• Required action: A stretch of the entries below is to be set down exactly, running from the line with "Target: camera lens" through the line with "Target: foreground grass", both included, and no other line.
□ □ □ □ □
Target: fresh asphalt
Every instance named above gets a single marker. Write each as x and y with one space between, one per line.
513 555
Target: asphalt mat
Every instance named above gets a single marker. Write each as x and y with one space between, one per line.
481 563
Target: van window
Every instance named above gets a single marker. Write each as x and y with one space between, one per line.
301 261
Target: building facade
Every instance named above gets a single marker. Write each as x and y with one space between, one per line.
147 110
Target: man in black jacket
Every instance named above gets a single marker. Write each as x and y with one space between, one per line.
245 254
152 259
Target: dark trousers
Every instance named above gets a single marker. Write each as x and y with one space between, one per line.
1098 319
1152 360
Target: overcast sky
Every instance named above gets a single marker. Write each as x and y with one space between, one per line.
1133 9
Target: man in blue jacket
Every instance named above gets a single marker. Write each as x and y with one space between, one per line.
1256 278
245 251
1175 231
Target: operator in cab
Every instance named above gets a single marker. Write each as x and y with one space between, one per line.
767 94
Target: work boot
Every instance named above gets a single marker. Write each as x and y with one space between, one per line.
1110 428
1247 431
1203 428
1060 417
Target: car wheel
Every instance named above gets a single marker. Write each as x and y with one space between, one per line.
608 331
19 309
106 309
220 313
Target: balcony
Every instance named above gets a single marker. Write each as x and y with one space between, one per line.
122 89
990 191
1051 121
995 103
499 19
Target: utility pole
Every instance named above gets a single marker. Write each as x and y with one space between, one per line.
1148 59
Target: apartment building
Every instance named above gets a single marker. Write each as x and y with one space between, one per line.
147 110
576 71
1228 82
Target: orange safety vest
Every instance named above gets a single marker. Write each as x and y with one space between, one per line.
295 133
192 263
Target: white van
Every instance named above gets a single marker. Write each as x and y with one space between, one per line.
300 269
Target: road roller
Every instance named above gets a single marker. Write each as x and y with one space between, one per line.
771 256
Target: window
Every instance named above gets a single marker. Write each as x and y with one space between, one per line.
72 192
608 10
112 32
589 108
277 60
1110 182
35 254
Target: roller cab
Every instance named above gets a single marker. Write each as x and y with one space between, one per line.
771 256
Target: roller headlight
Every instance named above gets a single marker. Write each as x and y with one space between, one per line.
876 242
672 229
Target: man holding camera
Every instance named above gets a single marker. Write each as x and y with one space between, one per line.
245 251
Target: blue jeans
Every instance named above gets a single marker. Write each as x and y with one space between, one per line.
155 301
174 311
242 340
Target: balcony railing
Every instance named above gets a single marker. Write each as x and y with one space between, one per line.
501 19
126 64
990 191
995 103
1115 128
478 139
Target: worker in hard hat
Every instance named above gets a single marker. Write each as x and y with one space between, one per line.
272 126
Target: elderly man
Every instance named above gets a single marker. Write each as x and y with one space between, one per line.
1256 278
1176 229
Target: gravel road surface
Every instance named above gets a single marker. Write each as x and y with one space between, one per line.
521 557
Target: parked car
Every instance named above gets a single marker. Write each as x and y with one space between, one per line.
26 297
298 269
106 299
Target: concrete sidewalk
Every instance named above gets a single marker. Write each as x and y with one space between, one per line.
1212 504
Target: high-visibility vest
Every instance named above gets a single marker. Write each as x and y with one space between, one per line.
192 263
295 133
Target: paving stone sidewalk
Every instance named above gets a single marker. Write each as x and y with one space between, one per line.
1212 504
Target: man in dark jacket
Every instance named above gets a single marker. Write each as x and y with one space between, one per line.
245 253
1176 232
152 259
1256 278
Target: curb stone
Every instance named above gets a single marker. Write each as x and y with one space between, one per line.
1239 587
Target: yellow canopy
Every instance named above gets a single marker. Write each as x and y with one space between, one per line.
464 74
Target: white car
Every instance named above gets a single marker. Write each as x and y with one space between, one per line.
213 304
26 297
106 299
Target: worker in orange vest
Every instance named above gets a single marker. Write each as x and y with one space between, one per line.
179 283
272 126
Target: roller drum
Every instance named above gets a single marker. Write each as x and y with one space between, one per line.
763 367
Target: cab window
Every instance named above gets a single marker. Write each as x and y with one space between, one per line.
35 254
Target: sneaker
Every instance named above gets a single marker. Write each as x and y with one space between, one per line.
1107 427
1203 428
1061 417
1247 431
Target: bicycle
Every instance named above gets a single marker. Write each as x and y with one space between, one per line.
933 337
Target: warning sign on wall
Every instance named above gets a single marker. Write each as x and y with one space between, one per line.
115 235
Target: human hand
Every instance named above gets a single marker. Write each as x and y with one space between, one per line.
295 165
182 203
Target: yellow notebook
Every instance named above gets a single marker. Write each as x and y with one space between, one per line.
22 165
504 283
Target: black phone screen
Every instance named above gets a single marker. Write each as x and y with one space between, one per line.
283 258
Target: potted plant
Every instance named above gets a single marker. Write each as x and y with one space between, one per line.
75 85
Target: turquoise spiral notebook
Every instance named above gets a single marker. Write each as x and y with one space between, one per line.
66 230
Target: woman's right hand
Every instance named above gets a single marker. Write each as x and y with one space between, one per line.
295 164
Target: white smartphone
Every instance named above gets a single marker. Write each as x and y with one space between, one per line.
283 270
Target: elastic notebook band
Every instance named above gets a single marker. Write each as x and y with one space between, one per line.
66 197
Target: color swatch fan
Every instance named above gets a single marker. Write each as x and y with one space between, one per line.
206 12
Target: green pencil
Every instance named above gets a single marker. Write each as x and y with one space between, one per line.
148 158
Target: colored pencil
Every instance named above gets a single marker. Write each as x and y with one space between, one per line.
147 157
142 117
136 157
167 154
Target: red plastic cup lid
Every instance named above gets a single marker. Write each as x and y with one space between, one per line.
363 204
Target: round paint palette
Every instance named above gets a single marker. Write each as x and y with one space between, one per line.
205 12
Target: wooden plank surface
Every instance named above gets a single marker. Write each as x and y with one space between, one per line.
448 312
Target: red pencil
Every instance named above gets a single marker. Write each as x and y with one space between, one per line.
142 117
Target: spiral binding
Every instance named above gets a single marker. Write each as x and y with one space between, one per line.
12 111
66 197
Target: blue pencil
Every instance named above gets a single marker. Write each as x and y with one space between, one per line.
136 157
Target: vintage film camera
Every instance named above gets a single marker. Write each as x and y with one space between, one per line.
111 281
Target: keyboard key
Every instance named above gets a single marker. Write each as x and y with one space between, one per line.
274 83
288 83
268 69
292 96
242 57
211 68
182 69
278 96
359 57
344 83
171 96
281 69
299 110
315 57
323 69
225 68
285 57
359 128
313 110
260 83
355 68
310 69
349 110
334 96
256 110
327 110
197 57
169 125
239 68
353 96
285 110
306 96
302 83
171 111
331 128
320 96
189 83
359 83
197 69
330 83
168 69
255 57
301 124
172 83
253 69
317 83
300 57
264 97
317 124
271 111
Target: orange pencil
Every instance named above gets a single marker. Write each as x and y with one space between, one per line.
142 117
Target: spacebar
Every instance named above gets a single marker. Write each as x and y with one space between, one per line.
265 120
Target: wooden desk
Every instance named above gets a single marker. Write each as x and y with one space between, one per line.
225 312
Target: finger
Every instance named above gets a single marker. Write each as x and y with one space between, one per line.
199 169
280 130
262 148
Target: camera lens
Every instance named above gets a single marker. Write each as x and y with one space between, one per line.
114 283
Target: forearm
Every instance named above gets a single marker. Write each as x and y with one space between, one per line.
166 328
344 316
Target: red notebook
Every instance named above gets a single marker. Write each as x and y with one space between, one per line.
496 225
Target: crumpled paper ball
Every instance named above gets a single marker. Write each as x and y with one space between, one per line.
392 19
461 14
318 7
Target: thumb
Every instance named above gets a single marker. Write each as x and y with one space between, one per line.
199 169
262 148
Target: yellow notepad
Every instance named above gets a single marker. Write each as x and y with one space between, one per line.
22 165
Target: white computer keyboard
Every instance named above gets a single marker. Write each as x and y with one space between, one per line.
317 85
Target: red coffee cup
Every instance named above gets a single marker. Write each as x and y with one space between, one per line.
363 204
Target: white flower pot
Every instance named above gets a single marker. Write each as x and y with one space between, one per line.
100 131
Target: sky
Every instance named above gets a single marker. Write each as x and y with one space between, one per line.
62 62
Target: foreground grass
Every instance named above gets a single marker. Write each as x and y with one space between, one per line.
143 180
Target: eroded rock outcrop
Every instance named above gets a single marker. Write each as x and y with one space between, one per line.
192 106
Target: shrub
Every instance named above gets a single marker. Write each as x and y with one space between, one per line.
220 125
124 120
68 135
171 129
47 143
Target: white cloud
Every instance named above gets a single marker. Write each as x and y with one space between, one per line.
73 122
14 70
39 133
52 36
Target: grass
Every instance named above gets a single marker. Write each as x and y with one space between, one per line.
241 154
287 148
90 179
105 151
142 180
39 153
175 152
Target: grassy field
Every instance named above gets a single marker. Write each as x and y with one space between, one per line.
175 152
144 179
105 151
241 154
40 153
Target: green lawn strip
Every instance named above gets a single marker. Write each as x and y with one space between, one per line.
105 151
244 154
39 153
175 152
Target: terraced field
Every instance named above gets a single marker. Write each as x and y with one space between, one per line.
□ □ □ □ □
• Expected answer:
Target: camera lens
Every instance named above gets a single marker. Write each as x and y with one space between, one per line.
114 283
Target: forearm
Every instance named above gets a single marker. Write each as x and y with one space between, one per line.
166 328
344 316
Target: red notebook
Every instance named above gets a single marker. Write each as x and y with one space between, one per line.
496 225
Target: crumpled paper ball
Every instance named above gets a single marker. Write each as x and y with one space between, one per line.
392 19
461 14
318 7
Target: thumb
Every instance named above gets a single marker. Write each as x and y with one space between, one per line.
199 169
262 148
Target: yellow notepad
Every instance named above gets a single marker. Write each as x and y with one space between, one per line.
22 165
Target: white computer keyboard
Every instance named above gets a single marker. Write each as x and y with one space between, one per line.
317 85
Target: red coffee cup
Every instance named above gets a single marker. Write each as x and y with one space between, one per line.
363 204
Target: white flower pot
Every instance named above gets a single marker. Write each as x and y with one space between, one per line.
100 131
Target: sky
Every instance named above gets a single marker. Write each as x and y with one space between, one per line.
62 62
Target: foreground grass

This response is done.